-- begin Records --
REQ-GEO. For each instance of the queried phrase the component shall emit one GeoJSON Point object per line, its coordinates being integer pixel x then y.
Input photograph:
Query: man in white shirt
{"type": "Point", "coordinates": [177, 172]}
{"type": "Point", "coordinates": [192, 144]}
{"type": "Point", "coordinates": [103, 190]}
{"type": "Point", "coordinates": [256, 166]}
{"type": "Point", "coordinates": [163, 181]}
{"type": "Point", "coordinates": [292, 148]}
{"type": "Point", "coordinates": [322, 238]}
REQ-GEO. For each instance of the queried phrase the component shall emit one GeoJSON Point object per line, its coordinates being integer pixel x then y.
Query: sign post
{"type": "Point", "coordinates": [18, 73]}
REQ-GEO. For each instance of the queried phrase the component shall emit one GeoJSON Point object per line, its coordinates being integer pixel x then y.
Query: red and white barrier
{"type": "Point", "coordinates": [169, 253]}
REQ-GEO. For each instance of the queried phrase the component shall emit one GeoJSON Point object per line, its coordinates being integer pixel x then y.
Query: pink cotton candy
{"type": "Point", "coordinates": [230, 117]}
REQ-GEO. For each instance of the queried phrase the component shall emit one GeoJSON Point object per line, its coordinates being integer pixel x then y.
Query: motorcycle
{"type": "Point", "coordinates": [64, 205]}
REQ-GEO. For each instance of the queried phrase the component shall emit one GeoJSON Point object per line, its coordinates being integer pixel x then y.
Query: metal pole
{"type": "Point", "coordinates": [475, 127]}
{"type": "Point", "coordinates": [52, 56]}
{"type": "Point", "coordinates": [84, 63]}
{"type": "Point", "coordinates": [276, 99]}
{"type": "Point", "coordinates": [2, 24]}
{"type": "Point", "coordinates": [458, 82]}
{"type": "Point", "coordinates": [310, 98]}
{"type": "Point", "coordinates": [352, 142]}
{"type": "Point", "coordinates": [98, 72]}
-- end Records --
▸ Challenge
Restate the data above word for word.

▸ Answer to the task
REQ-GEO. For each instance of the queried phrase the component shall emit one GeoJSON Point object per line, its coordinates being integer pixel x then y.
Input photograph:
Query: man in white shirt
{"type": "Point", "coordinates": [177, 172]}
{"type": "Point", "coordinates": [192, 144]}
{"type": "Point", "coordinates": [103, 190]}
{"type": "Point", "coordinates": [256, 166]}
{"type": "Point", "coordinates": [163, 181]}
{"type": "Point", "coordinates": [292, 148]}
{"type": "Point", "coordinates": [322, 238]}
REQ-GEO. For each instance of the queried phrase the component shall emit one GeoJSON Point object per line, its coordinates being integer pixel x then y.
Query: sign post
{"type": "Point", "coordinates": [18, 73]}
REQ-GEO. For each instance of the queried phrase the component shall emit one GeoJSON Point object per line, its coordinates being integer pixel x then y.
Query: red and white barrier
{"type": "Point", "coordinates": [169, 253]}
REQ-GEO. For each instance of the queried phrase the component shall emit one GeoJSON Point object per line, its coordinates being integer pixel x then y.
Query: pink cotton candy
{"type": "Point", "coordinates": [230, 117]}
REQ-GEO. For each instance of the queried phrase the component shall emit one GeoJSON Point object per line, its coordinates being integer pixel x then y.
Query: motorcycle
{"type": "Point", "coordinates": [64, 205]}
REQ-GEO. For each instance of the queried phrase the component shall emit one GeoJSON Point object per line, its coordinates being integer pixel x then y.
Query: metal pole
{"type": "Point", "coordinates": [475, 127]}
{"type": "Point", "coordinates": [52, 56]}
{"type": "Point", "coordinates": [84, 63]}
{"type": "Point", "coordinates": [276, 99]}
{"type": "Point", "coordinates": [2, 24]}
{"type": "Point", "coordinates": [458, 82]}
{"type": "Point", "coordinates": [310, 98]}
{"type": "Point", "coordinates": [352, 142]}
{"type": "Point", "coordinates": [98, 72]}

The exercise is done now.